THE REQUEST: The records that follow need to be output exactly as they are.

EXERCISE INPUT:
* Start *

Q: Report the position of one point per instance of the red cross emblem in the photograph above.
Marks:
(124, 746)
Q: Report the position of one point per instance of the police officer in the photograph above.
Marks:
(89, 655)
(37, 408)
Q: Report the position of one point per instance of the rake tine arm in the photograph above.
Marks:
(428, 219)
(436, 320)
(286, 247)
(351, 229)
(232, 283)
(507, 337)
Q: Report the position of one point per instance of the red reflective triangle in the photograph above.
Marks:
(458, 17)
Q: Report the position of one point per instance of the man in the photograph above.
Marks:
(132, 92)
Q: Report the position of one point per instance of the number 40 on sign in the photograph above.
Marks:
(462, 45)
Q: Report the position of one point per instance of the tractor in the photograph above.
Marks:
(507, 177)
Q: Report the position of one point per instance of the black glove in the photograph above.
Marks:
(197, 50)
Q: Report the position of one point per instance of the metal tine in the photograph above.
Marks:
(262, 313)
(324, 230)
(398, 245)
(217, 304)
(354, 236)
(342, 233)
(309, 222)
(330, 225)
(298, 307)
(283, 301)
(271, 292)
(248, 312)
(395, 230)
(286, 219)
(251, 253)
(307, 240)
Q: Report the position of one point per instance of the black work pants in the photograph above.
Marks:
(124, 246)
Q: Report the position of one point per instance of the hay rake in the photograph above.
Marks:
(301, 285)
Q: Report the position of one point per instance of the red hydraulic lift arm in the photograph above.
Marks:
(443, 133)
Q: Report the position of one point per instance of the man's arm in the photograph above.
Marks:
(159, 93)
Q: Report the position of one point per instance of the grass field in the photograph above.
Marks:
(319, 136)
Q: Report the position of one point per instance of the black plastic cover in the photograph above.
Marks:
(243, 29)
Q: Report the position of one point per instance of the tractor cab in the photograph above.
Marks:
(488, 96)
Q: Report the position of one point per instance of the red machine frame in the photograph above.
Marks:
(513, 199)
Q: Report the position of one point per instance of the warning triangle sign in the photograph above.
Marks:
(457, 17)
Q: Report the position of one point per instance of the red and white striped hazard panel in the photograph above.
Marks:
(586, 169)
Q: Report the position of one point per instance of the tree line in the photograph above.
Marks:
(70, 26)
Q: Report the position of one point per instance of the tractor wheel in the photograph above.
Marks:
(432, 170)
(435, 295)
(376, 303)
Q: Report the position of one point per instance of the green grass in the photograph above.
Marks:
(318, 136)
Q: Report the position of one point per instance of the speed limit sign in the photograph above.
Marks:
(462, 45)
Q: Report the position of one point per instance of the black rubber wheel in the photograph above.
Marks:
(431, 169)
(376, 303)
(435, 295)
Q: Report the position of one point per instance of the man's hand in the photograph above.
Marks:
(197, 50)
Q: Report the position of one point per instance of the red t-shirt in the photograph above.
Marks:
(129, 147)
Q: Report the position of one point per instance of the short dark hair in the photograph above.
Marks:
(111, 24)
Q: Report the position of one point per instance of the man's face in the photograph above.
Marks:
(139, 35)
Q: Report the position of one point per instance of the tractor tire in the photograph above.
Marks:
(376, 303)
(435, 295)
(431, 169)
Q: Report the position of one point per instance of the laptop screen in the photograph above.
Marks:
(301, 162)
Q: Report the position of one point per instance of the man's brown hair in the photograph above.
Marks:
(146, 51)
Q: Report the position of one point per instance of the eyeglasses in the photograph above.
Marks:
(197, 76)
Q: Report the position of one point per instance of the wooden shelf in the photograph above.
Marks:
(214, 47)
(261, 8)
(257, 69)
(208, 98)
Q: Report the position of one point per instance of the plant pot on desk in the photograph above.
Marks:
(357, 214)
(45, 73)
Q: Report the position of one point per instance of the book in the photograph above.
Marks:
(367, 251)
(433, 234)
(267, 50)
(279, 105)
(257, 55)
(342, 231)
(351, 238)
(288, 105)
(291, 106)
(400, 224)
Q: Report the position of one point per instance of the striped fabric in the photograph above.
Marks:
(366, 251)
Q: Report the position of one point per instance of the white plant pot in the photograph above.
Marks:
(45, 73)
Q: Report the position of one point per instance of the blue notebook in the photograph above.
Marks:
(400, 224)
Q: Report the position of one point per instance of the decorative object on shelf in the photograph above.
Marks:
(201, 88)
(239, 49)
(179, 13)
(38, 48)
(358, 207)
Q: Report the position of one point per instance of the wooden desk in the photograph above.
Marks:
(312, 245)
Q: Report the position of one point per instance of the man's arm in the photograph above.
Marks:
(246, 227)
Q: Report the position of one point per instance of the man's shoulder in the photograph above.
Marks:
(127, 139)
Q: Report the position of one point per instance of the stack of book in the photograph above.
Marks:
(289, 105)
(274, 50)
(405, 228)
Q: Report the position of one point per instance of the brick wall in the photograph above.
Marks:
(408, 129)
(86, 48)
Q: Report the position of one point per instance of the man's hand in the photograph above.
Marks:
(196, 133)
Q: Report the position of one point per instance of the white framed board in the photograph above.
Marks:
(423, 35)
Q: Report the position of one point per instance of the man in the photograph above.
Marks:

* End *

SOLUTION:
Q: Report the position of one point per instance of the red cross emblem in the photograph above.
Marks:
(124, 746)
Q: Report the position of one point per instance of the police officer in the photograph above.
Marks:
(89, 655)
(37, 408)
Q: Report the position of one point per instance of the rake tine arm in the photograph above.
Marks:
(428, 219)
(436, 320)
(286, 247)
(351, 229)
(232, 283)
(507, 337)
Q: Report the position of one point per instance of the red reflective triangle in the photograph above.
Marks:
(458, 17)
Q: Report the position of one point per instance of the man in the photograph above.
Marks:
(132, 92)
Q: Report the position of one point per instance of the number 40 on sign in the photograph above.
Marks:
(462, 45)
Q: Report the position of one point per instance of the tractor in the photograph above.
Marks:
(507, 177)
Q: Report the position of one point per instance of the black glove in the photograph above.
Marks:
(197, 50)
Q: Report the position of one point per instance of the metal tine in the photograph above.
Marks:
(262, 313)
(324, 230)
(398, 245)
(217, 304)
(354, 236)
(342, 233)
(309, 222)
(330, 225)
(298, 307)
(283, 301)
(271, 292)
(248, 312)
(395, 230)
(286, 219)
(251, 253)
(307, 240)
Q: Report the position of one point per instance of the black work pants in the photograph above.
Marks:
(124, 246)
Q: Report the position of one point per instance of the hay rake in the photograph above.
Marks:
(301, 285)
Q: Report the position of one point per instance of the red hydraulic lift arm in the photograph above.
Marks:
(443, 133)
Q: Report the position of one point per instance of the man's arm in the photograph above.
Marks:
(159, 93)
Q: Report the position of one point per instance of the grass field in the photograph above.
Marks:
(319, 136)
Q: Report the position of one point per instance of the black plastic cover in the photograph above.
Marks:
(243, 29)
Q: Report the position of one point per instance of the tractor cab in the photograph above.
Marks:
(488, 96)
Q: Report the position of one point per instance of the red machine frame in the photograph above.
Marks:
(513, 199)
Q: Report the position of one point per instance of the warning triangle sign in the photograph above.
Marks:
(457, 17)
Q: Report the position of one point per instance of the red and white striped hazard panel in the photograph above.
Marks:
(586, 169)
Q: Report the position of one point per instance of the tree line in the photograph above.
Marks:
(70, 26)
Q: Report the position of one point per instance of the tractor wheel in the photograph above.
Marks:
(432, 170)
(435, 295)
(376, 303)
Q: Report the position of one point per instance of the green grass in the photograph above.
Marks:
(318, 136)
Q: Report the position of one point per instance of the speed limit sign in the photograph above.
Marks:
(462, 45)
Q: Report the position of one point per instance of the black rubber wheel in the photograph above.
Marks:
(431, 169)
(376, 303)
(435, 295)
Q: Report the position of one point per instance of the man's hand in the photograph above.
Marks:
(197, 50)
Q: Report the position of one point per instance of the red t-shirt in the photograph above.
Marks:
(129, 147)
Q: Report the position of one point per instance of the short dark hair in the photograph above.
Marks:
(111, 24)
Q: Report the position of one point per instance of the man's face in the photograph above.
Marks:
(139, 35)
Q: Report the position of one point per instance of the tractor tire in the photograph above.
Marks:
(376, 303)
(435, 295)
(431, 169)
Q: Report the position of one point per instance of the laptop screen in the photograph above.
Marks:
(301, 162)
Q: Report the position of one point per instance of the man's brown hair in the photograph above.
Marks:
(146, 51)
Q: Report the position of one point per instance of the eyeglasses in the photograph above.
Marks:
(197, 76)
Q: Report the position of one point per instance of the wooden shelf in the photograph above.
Marks:
(214, 47)
(261, 8)
(257, 69)
(208, 98)
Q: Report the position of one point per instance of the plant pot on desk in the photograph above.
Marks:
(357, 214)
(45, 73)
Q: Report the position of one point per instance of the book in the photograph above.
Marks:
(367, 251)
(433, 234)
(267, 50)
(279, 105)
(257, 55)
(342, 231)
(351, 238)
(288, 105)
(291, 106)
(400, 224)
Q: Report the position of one point per instance of the striped fabric in the photograph above.
Marks:
(366, 251)
Q: Report the position of one point per instance of the white plant pot in the photograph above.
Marks:
(45, 73)
Q: Report the position of one point per instance of the blue notebook in the photograph above.
Marks:
(400, 224)
Q: Report the position of one point per instance of the decorative object on shelf in the photograph above.
Marks:
(201, 88)
(239, 49)
(179, 13)
(38, 48)
(358, 207)
Q: Report the position of one point per instance of the wooden desk in the photograph above.
Marks:
(312, 245)
Q: Report the position of one point per instance of the man's arm in the photograph above.
Marks:
(246, 227)
Q: Report the position of one point per instance of the man's shoulder in the photograph above.
Marks:
(127, 139)
Q: Report the position of one point per instance of the stack of book in the photograph above.
Marks:
(289, 105)
(274, 50)
(405, 228)
Q: Report the position of one point per instance of the brick wall in the photograph above.
Marks:
(408, 129)
(86, 48)
Q: Report the position of one point per instance of the man's hand in the photograph above.
Marks:
(196, 133)
Q: Report the position of one point per instance of the white framed board in the photograph above.
Marks:
(423, 35)
Q: Report the position of one point per instance of the man in the photograph above.
Marks:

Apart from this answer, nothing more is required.